Input material:
** BEGIN **

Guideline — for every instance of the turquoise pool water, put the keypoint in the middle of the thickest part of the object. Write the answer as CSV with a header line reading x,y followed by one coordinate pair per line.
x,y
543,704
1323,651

** END **
** BEGIN **

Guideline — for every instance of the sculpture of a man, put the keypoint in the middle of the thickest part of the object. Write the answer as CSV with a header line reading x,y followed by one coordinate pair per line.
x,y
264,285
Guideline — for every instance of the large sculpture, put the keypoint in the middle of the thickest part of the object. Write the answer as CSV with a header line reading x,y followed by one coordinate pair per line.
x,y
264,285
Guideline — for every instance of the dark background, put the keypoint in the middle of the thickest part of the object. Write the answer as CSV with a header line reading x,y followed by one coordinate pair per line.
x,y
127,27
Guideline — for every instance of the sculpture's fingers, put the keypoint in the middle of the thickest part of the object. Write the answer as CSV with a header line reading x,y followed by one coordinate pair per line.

** END **

Aim: Copy each line of the listing above that contains the string "background", unchanged.

The completed task:
Guideline — for every instance of the dark background, put the keypoint in the middle of the thickest part of the object. Write the answer as CSV with a header line reading x,y followed by one coordinate pair per line.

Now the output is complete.